**Requisito 1:** Pode reproduzir, sem nenhuma alteração, o trecho dos registros abaixo que vai da linha que contém "Target = smaller pool" até o final dos registros, incluindo essas duas extremidades?

O Brasil é um dos países que mais se discute Educação, paradoxo ? Não. Quando um problema é tão complexo que requer tantas discussões e pesquisas a ponto de nunca encontrarem a solução nas ações de forma efetiva, é porque ele não existe de fato, ele foi criado propositalmente e alimentado através de ações e não omissões por parte das autoridades politicas.
Onde está a solução da problemática ? Nas mãos de quem a criou, ou seja, nas origens.
Não culpo quem está na caverna por não romperem suas correntes, me indigno muito mais com aqueles que romperam as suas mas que preferem viver de sombras, onde o culpado sempre é o "outro", esquecendo-se que todos nós fazemos parte do "todo", ao menos esse professor ensinou vocês com cuspi e giz, exite outros que, com toda a tecnologia à sua disposição, preferem cruzar os braço e se absterem de suas "responsabilidades" enquanto profissionais da Educação.

**Dados extraídos:**
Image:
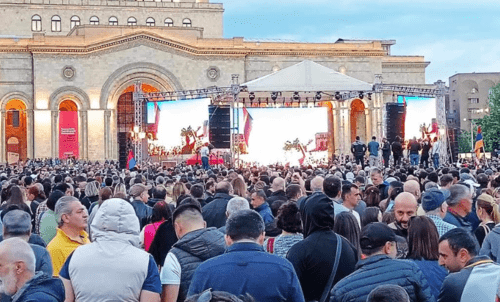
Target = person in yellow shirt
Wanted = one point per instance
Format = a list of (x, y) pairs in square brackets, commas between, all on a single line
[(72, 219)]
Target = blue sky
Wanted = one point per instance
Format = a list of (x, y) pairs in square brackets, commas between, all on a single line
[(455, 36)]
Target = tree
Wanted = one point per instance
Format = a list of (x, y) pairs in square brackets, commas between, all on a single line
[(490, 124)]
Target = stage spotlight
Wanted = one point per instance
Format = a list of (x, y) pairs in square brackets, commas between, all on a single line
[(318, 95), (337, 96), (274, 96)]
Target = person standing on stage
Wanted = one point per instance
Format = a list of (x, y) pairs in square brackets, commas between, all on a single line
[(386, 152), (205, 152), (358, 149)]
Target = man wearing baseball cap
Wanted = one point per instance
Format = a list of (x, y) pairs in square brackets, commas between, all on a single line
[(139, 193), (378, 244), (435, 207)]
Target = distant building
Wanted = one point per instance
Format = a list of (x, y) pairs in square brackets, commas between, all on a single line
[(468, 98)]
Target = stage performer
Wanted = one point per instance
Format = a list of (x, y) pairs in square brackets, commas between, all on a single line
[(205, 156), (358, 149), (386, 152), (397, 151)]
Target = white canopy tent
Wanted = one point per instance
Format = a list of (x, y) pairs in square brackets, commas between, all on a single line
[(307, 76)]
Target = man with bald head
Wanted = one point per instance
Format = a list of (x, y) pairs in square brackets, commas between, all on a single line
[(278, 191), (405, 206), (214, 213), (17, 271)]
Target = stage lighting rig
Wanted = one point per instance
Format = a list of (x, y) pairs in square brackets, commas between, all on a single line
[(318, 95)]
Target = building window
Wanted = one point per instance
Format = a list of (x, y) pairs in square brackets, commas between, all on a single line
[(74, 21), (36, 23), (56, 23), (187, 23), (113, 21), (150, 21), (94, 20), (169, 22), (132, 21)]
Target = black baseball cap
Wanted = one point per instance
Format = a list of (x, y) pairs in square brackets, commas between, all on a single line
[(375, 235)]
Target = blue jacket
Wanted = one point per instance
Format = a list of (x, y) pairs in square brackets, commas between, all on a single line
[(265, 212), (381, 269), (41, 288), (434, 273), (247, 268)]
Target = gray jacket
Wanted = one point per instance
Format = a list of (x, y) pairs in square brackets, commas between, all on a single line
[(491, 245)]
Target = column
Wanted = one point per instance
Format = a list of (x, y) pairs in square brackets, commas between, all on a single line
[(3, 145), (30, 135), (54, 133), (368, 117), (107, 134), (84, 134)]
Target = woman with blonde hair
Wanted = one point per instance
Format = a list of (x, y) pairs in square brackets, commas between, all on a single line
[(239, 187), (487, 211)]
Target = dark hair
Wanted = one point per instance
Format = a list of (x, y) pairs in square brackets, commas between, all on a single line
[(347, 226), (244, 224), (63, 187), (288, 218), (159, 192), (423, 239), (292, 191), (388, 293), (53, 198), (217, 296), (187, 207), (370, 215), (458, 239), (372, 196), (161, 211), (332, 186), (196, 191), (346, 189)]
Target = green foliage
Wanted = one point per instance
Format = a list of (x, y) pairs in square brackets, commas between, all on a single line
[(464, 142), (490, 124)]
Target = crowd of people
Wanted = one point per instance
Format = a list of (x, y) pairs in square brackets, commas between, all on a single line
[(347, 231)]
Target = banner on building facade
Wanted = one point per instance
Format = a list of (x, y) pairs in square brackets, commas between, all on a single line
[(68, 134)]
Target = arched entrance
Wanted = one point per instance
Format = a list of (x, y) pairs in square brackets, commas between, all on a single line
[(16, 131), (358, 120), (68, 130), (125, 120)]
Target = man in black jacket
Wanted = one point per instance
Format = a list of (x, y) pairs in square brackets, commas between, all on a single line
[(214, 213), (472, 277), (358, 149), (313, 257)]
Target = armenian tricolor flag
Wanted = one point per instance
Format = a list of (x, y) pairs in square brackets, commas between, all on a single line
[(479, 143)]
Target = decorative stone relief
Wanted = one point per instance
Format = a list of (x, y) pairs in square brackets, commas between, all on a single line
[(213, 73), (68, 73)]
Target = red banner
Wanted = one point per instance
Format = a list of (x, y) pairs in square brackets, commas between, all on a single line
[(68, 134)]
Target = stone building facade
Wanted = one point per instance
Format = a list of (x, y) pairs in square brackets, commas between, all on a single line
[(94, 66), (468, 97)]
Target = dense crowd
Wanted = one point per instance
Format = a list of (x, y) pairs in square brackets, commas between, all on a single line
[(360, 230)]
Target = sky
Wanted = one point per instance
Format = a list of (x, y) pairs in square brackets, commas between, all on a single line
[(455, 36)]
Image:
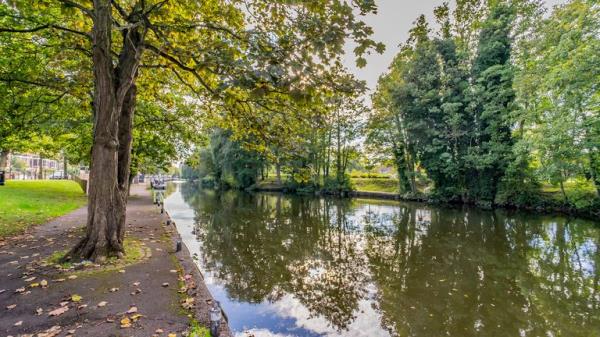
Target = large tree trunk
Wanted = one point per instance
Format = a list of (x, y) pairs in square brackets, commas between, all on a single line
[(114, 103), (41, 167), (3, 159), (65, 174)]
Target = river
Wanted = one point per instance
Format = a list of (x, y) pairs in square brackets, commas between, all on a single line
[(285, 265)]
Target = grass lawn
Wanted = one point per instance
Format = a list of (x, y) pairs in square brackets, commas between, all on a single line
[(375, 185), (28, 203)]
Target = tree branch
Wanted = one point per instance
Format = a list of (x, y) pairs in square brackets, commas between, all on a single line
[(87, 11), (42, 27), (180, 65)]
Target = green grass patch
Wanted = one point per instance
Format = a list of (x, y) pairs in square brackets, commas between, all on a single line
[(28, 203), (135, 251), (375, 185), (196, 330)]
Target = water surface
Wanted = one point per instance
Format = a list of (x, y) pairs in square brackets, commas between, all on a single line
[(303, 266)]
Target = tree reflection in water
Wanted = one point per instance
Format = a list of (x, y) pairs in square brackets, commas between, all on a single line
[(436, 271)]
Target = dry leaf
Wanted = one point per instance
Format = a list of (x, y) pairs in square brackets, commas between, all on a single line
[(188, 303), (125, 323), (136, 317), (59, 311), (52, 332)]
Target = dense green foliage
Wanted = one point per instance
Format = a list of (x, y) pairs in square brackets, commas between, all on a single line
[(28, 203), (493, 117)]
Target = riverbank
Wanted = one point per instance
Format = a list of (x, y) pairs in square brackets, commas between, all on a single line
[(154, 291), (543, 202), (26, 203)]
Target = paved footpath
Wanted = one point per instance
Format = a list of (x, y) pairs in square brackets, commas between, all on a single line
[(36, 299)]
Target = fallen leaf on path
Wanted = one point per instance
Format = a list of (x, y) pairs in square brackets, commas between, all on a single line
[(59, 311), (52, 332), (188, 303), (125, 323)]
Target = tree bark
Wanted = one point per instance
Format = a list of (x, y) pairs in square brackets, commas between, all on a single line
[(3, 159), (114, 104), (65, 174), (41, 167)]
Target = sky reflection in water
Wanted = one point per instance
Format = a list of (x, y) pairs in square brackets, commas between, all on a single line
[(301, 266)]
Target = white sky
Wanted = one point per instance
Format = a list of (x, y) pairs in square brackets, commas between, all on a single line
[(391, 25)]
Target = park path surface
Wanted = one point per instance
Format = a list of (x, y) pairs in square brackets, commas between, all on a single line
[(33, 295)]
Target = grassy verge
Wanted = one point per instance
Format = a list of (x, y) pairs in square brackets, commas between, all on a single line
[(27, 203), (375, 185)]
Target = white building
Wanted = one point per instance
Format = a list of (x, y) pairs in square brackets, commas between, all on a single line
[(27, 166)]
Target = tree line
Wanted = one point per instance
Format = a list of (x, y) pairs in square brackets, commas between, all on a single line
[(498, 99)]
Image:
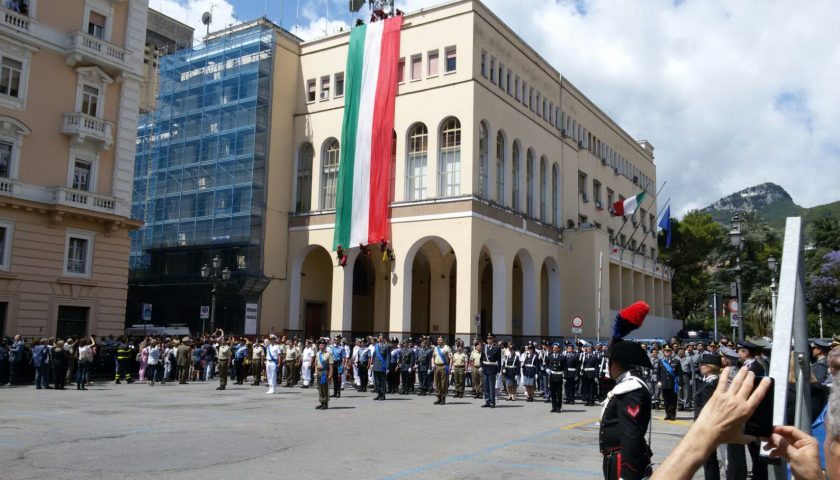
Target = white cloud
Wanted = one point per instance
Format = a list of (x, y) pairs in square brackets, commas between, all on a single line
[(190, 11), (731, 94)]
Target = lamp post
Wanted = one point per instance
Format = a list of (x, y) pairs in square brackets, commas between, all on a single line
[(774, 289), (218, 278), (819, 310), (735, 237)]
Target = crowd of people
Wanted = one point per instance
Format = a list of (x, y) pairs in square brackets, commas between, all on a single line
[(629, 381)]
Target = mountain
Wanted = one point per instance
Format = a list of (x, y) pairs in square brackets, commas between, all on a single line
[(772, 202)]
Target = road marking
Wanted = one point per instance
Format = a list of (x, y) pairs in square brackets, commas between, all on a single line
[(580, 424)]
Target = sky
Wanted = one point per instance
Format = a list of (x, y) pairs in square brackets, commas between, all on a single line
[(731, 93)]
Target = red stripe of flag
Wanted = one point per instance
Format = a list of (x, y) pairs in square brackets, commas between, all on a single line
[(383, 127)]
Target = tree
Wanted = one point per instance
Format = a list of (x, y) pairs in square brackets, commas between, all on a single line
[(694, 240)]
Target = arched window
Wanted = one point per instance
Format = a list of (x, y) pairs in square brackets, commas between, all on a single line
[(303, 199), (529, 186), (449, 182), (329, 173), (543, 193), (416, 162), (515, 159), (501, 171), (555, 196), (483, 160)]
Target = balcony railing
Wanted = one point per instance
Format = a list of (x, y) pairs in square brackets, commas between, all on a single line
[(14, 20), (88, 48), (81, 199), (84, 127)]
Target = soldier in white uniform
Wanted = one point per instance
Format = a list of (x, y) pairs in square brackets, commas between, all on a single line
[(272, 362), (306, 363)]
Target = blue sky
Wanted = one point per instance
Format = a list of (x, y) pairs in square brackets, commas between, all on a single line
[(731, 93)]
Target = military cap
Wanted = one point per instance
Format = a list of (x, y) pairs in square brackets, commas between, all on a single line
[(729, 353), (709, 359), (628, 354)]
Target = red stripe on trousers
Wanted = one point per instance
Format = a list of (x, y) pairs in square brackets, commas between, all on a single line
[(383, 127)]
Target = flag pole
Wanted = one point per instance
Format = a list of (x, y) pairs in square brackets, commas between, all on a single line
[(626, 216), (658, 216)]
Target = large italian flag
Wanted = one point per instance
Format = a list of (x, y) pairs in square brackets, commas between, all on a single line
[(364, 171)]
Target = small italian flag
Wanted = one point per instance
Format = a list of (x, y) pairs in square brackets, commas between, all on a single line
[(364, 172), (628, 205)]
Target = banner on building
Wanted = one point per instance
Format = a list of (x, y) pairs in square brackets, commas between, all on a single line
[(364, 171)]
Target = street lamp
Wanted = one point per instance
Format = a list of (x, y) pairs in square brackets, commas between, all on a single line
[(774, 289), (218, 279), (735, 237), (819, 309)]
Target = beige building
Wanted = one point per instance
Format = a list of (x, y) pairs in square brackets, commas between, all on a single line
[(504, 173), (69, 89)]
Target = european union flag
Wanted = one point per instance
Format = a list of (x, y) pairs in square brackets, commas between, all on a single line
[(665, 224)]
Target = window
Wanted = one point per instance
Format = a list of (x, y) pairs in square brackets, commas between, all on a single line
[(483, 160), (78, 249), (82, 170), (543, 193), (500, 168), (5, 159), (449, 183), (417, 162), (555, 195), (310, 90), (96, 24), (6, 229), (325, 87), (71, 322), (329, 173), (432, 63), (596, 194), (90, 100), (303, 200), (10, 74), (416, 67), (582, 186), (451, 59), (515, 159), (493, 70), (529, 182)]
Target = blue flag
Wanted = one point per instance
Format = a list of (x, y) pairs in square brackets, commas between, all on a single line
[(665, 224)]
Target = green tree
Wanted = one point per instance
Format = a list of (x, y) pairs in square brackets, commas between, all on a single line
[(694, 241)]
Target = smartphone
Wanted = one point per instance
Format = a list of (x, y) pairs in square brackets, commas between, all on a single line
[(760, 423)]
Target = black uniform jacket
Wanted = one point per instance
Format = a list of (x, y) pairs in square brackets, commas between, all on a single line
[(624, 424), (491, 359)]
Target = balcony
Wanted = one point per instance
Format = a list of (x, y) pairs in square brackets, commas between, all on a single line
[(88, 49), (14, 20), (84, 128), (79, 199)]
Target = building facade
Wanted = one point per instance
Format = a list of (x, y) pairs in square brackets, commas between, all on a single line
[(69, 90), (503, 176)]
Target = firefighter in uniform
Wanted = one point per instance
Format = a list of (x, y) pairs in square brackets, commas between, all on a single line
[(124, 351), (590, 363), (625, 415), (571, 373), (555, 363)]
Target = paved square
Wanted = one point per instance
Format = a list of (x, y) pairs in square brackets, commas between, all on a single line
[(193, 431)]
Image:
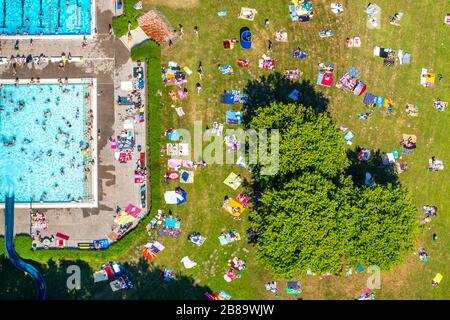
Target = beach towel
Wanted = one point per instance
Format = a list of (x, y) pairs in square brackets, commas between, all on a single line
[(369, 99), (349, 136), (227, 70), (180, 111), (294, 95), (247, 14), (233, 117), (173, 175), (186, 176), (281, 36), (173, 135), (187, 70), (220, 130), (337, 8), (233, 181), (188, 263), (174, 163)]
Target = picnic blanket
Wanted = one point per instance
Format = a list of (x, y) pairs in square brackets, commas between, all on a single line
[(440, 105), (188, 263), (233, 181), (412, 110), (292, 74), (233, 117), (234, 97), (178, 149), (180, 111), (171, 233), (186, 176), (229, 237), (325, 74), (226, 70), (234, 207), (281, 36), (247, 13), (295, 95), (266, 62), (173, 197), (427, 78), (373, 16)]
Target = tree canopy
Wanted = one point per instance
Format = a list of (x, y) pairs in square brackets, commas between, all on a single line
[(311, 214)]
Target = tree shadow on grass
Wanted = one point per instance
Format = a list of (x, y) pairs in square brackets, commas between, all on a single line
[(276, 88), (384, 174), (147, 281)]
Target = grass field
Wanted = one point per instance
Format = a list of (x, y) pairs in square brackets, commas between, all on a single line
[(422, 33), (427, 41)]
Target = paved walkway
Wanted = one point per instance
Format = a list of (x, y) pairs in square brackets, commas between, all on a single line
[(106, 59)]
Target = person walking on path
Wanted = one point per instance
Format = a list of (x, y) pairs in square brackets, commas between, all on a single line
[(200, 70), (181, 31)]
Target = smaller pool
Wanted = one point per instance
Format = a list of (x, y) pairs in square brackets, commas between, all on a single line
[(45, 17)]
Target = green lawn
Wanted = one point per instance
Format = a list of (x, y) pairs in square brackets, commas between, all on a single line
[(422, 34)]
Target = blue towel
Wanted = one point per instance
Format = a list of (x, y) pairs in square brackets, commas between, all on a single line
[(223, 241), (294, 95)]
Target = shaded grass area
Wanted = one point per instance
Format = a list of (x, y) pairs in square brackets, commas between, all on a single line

**Requisito 2:** Consegue transcrever fielmente o trecho do texto sobre a educação no Brasil que começa nas palavras "O Brasil é um" e termina em "seja, nas origens.", incluindo esses dois pontos?

**Resposta resolvida 1:**
Target = smaller pool
Wanted = one point per instance
Format = a list of (x, y) pairs in square brackets, commas between, all on a single line
[(45, 17)]
Target = green lawn
Wanted = one point per instance
Format = a list of (x, y) pairs in square brackets, commas between, all on a single line
[(422, 34)]
Target = blue towel
Wanted = one point per instance
Format = a list of (x, y) pairs in square brackets, commas between, all on a single line
[(223, 241), (294, 95)]
Target = shaded grass area
Wanted = one point per instance
Format = a list of (x, y) pairs in square brackets, commas between, all on a single line

**Resposta resolvida 2:**
O Brasil é um dos países que mais se discute Educação, paradoxo ? Não. Quando um problema é tão complexo que requer tantas discussões e pesquisas a ponto de nunca encontrarem a solução nas ações de forma efetiva, é porque ele não existe de fato, ele foi criado propositalmente e alimentado através de ações e não omissões por parte das autoridades politicas.
Onde está a solução da problemática ? Nas mãos de quem a criou, ou seja, nas origens.